Only the text of the records belongs in the answer, copied exactly, with every picture omitted.

** Material for this exercise follows **

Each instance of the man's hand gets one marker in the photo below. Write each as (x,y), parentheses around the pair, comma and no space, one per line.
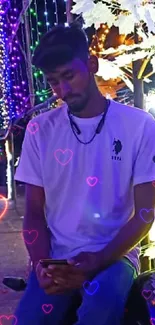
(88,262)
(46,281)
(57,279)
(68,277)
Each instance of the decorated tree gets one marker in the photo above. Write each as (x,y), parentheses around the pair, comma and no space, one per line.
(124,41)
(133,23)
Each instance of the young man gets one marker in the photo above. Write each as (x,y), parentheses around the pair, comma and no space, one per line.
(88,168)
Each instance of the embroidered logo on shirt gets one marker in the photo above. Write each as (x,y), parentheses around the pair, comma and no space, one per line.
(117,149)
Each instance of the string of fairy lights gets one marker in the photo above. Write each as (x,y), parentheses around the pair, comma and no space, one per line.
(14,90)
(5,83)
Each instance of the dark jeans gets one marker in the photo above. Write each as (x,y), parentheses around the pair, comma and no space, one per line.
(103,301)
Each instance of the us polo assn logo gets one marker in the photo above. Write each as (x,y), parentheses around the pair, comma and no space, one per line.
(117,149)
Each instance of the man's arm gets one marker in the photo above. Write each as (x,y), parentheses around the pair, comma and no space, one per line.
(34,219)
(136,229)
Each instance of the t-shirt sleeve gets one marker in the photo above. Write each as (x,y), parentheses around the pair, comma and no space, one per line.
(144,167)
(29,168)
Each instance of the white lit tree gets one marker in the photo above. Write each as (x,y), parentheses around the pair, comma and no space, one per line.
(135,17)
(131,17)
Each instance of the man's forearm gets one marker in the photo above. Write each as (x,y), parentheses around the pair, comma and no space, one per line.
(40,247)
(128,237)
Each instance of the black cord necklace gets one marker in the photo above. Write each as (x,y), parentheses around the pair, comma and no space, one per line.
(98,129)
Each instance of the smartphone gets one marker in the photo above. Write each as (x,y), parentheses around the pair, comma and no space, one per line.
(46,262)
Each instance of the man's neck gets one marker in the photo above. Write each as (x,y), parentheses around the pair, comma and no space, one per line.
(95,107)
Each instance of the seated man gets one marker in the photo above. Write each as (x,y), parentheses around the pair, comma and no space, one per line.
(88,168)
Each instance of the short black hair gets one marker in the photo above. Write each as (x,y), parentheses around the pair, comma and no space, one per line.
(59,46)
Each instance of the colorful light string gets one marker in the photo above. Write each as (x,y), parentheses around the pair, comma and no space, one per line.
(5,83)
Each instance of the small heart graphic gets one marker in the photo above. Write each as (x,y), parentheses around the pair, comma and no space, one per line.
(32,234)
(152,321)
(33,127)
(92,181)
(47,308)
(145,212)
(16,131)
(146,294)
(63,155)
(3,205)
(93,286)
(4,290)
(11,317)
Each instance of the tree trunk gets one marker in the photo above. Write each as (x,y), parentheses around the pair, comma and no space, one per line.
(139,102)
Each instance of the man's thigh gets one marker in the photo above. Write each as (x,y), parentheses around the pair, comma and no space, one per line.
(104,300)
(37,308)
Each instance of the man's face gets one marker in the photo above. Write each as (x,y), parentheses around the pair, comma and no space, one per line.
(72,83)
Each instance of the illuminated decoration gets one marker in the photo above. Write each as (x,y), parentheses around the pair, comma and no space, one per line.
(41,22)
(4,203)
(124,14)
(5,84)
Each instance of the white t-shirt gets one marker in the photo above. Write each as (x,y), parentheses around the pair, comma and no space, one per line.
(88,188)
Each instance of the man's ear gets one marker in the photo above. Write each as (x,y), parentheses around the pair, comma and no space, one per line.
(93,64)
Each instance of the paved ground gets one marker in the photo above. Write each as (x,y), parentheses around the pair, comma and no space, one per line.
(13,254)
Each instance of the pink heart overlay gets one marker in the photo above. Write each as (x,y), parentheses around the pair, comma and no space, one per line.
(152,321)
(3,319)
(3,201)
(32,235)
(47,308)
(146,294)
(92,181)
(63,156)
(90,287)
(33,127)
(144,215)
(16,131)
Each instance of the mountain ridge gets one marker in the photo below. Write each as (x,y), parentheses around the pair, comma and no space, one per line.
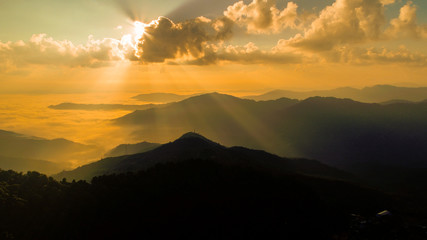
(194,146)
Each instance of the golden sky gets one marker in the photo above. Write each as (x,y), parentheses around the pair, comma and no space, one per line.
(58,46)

** End of Material for this exercise **

Task response:
Each instance of the man's hand gets one marker in the photo below. Write each as (x,y), parentheses around the pair, comma and no space, one per line.
(88,262)
(46,281)
(57,279)
(68,277)
Each instance of the decorated tree gets one marker in the photo above. Write each as (x,y), parentheses around the pair, comma and no space, one per line.
(124,41)
(133,23)
Each instance of the young man gets one marker in the photo above. Write each as (x,y), parentheses around the pair, comma and no space, one per line.
(88,168)
Each instance of the embroidered logo on shirt gets one marker in the photo above. Write each as (x,y), parentheses around the pair, comma and no space, one per line.
(117,149)
Each instance of the string of fairy lights gets one marker in the photo above. Write each as (x,y), parentheses around the pair, comma and no space, one per line.
(14,90)
(5,83)
Each instance of the dark jeans gets one marker in the photo above. Write each as (x,y), parentheses around the pair, comma and no space, one per line.
(103,301)
Each instance of the us polo assn logo gets one marker in the photo above. Write each as (x,y), parentheses around the pair, comma and no space, one per line.
(117,149)
Each instance of the man's arm gets one marker in the photo above. Write each as (x,y), parentheses around the pair, comma and no space, one per line.
(34,219)
(136,229)
Each instance of the t-shirt sleeve gets one marker in the photo above. Write each as (x,y), parentheses around the pair, comma and no space, one per line.
(144,167)
(29,168)
Each instance of the white lit tree gets one marker in the photo above. Write each as (x,y), parentheses around the pair, comma and no space, one per line.
(135,17)
(131,17)
Each instance of the man's forearm gets one marker in the photo above. Write each as (x,y), parentheses around the pair, comma and no space, one per line.
(40,247)
(128,237)
Each instance of the black cord necklace gets one marker in the photo above. Write each as (x,y), parentheses around the pair, comma and no space, one per line.
(98,129)
Each instance of the smartphone gets one marker in the photo above. Write each as (x,y), parentheses around the pair, comma and no space, one per line.
(46,262)
Each instance of the man's neck gets one marker in the photo above. Write each as (x,y), parentheses around the pair, comma and no space, one per line.
(95,107)
Each instance of the seated man gets one marker in the photo above. Write each as (x,y), parentheses around the pair, comma and no space, one per line.
(88,168)
Each instance of the short black hair gets one marker in the photo above. Write each as (x,y), parentheses around the pair, comma and no space, one per line.
(59,46)
Each instance of the colorful light string gets one marker in the photo above. Write each as (x,y), parentheses around the pair, comma and no space, one per line.
(5,83)
Each instance of the small heart graphic gets one marker in the photo above. Write each as (x,y), parentheses around the pair, comma and no space, one per line.
(32,234)
(152,321)
(33,127)
(92,181)
(47,308)
(145,212)
(16,131)
(146,294)
(63,155)
(3,205)
(93,286)
(4,290)
(11,317)
Each instance of the tree trunk gets one marker in the photo above. Write each as (x,y), parentheses around the pair, comma and no space, one per line.
(139,102)
Each instance of the man's thigh gets one marker in the photo above. Write each as (x,y), parentheses around the pair, comma and no space, one per line.
(104,300)
(37,308)
Each instance of the man's face gets one marker in the photo above. Write each as (x,y), parentheses around the pair, comma and no space, one per line.
(72,83)
Each instance of the illuminated decoration gets one marker in the photo above. Write each as (x,y), parentheses around the pair, comma and no space, one per line.
(41,22)
(4,203)
(124,14)
(5,84)
Each instance of the white t-shirt gets one marker in the photo above. Write each as (x,y), parentheses around the pair, comma and no space, one per line.
(88,188)
Each instance of the man's ear gets one marker in the photo above. Write each as (x,y), parentheses around the pair, comma and no space, one per line.
(93,64)
Each instance of the paved ground gets one marker in the photo above. Write each as (x,y), parentheses around the pair, comma and no space, one per line.
(13,254)
Each instance of the pink heart overlay gets one marker in the photo above. Write each as (x,y), parentheses around the pair, comma and no space, one per line.
(152,321)
(3,319)
(3,201)
(32,235)
(47,308)
(146,294)
(92,181)
(63,156)
(90,287)
(33,127)
(144,215)
(16,131)
Each instance of the mountain ridge gets one marker in the photo below. Write each as (x,y), parentheses around the pair, comma and no space, one per line.
(194,146)
Each instance of the golden sky gets one marker in the photo above. Write each as (x,y), parentheses around the pair, comma and no space, one per line.
(58,46)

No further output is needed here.